*What you need to do*.
Include in the output the line containing "Please put a point on each instance of the white" and each subsequent line of the records, through the end, transcribed exactly. Add nothing else.

*Records for this task*.
--

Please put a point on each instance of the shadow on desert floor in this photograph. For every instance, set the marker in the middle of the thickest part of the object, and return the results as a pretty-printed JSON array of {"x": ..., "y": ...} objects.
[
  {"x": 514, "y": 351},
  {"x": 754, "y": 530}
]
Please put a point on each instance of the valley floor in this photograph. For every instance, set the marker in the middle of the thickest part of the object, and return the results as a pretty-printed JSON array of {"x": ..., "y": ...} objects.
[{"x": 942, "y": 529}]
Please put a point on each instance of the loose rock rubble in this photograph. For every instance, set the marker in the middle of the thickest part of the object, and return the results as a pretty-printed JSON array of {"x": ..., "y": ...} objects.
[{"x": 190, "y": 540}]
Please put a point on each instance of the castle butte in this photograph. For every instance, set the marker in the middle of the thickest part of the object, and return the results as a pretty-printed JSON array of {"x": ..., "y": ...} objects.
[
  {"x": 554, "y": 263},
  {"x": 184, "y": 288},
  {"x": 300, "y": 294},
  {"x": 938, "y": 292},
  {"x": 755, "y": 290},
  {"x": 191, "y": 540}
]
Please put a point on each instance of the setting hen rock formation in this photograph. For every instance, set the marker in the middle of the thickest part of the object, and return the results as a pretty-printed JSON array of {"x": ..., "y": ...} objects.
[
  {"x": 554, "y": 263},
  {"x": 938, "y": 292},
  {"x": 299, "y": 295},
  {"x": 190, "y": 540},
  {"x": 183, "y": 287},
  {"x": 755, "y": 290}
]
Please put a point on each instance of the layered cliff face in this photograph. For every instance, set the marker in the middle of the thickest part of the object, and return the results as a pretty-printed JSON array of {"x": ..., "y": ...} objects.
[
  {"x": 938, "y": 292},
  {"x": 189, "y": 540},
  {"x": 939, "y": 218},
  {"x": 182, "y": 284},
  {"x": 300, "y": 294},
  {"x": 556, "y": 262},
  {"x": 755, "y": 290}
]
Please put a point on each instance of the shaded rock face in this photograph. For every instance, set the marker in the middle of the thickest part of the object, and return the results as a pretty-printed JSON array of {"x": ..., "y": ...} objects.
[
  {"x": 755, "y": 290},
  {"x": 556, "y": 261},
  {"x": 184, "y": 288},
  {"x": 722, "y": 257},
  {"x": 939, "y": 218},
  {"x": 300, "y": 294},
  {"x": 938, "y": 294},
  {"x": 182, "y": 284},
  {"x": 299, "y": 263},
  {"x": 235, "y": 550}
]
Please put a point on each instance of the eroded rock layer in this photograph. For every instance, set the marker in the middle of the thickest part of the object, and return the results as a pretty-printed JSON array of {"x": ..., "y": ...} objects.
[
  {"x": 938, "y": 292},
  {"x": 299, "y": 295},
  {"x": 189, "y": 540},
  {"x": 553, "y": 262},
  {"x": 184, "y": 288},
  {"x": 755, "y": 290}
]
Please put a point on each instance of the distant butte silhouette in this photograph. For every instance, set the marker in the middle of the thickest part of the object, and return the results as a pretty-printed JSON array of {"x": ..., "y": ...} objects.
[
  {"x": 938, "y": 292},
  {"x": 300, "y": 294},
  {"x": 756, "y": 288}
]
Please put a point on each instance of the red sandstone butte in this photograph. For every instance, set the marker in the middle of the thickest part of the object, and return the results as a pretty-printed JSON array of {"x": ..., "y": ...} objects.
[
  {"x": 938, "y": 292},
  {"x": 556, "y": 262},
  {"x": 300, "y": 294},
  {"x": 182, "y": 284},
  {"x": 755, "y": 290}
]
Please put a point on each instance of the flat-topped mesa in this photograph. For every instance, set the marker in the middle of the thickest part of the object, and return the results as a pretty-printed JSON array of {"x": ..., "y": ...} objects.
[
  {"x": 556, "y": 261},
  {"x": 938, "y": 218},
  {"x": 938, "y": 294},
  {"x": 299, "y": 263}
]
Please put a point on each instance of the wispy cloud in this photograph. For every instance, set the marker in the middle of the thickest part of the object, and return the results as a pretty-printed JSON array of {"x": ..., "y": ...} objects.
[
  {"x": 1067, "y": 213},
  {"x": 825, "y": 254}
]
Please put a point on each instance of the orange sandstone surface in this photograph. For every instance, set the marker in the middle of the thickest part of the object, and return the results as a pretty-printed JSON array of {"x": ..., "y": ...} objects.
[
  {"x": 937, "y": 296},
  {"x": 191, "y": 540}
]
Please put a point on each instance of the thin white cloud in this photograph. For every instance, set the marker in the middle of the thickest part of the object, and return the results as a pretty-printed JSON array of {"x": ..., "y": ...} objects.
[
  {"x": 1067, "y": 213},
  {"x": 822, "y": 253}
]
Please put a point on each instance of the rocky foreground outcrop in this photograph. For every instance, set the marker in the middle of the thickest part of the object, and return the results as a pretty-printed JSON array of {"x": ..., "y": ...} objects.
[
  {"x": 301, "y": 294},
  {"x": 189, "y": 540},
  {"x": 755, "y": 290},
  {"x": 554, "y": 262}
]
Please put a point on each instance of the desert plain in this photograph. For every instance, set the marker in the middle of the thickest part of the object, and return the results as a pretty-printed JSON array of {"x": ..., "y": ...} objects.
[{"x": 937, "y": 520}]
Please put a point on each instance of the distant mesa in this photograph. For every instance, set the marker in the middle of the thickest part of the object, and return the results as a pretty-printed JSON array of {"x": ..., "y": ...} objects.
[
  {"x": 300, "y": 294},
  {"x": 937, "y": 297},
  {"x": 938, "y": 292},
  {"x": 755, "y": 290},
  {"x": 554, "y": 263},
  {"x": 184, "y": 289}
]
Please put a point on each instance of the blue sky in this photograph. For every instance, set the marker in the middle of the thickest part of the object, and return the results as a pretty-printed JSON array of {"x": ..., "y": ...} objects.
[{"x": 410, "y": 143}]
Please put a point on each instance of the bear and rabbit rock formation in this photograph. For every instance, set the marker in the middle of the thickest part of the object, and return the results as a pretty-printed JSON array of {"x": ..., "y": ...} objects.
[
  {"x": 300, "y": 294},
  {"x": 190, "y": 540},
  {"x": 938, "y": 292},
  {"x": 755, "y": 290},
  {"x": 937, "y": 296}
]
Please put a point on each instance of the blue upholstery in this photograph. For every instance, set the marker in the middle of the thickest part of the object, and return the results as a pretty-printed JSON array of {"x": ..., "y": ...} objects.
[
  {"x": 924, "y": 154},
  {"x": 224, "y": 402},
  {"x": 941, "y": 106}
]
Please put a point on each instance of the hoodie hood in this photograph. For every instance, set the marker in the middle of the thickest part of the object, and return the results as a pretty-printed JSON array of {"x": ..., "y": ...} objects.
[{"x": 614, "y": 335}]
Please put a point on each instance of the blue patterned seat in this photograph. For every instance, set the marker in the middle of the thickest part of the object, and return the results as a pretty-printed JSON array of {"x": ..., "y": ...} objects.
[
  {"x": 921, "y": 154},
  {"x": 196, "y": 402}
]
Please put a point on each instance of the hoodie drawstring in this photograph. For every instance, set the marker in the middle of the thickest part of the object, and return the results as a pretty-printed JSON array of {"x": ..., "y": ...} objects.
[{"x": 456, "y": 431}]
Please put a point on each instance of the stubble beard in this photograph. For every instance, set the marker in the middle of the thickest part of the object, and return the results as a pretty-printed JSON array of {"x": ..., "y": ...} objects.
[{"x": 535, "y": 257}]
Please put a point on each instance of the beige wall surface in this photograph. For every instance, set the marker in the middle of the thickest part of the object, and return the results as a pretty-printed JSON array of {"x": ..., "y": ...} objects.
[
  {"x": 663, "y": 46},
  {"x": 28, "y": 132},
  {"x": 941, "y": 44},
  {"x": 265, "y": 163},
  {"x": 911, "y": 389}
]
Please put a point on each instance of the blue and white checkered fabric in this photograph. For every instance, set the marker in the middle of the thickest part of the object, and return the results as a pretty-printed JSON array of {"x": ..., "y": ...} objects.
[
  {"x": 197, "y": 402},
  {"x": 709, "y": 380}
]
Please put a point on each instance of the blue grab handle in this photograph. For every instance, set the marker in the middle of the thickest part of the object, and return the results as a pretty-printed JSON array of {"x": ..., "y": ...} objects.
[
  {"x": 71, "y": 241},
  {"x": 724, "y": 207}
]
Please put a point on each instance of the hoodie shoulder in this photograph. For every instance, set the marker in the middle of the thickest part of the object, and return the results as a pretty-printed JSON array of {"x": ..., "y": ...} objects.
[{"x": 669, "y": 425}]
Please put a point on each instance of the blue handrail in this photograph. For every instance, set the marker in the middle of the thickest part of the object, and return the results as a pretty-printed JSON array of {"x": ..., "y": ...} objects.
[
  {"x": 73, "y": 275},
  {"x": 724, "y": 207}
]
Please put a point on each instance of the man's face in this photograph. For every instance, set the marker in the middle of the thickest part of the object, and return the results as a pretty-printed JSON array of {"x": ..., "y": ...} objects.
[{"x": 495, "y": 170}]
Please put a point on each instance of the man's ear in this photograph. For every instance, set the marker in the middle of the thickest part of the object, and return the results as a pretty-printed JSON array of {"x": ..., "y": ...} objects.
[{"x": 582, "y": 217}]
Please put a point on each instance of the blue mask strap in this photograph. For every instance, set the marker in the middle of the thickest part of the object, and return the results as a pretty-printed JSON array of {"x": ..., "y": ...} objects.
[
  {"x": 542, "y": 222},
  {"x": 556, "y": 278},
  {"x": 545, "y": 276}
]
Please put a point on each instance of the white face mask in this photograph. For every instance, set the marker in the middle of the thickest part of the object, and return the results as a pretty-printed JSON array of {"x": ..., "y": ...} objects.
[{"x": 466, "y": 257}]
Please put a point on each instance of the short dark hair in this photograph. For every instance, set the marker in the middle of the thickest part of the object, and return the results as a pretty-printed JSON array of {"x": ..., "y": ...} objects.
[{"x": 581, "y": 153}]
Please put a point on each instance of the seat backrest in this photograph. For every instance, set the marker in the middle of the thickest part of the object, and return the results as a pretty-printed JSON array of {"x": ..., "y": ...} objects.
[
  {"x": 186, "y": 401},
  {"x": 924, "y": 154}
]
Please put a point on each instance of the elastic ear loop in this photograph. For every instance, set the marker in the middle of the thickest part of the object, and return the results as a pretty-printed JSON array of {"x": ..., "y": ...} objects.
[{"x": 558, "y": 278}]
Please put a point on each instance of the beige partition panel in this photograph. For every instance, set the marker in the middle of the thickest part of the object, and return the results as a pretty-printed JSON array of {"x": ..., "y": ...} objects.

--

*Answer below*.
Please put a point on each instance of the white face mask in this photograph. For every instance, set the marker in the middle of the thickest part of the object, and return the results as a pretty-printed JSON array of {"x": ..., "y": ...} objects.
[{"x": 466, "y": 257}]
Please put a point on each instance of the short dark hair in this photograph. For every instance, set the marker in the middle of the thickest part of the object, and return the results as a pretty-printed JSON array of {"x": ..., "y": ...} objects.
[{"x": 581, "y": 153}]
Please put a point on each instance of the seat backrest in this photograph. For every instance, set the marker in the middle of the thickest part of the object, and return the results as a pretty-printed JSON array of {"x": ..., "y": ...} objects.
[
  {"x": 186, "y": 401},
  {"x": 924, "y": 154}
]
Please put a point on each instance of the elastic ear loop in this photograph. For every instance, set the marker in the middle of the thickest part of the object, and return the results as a pretty-printed JSON array of {"x": ..., "y": ...} objects.
[{"x": 558, "y": 278}]
Please put a point on each instance of the beige partition panel in this photograph. For every instance, set the marker in the middle of the thickest part of the object, and return the results as a pretty-printed JSON array of {"x": ..., "y": ...} objects.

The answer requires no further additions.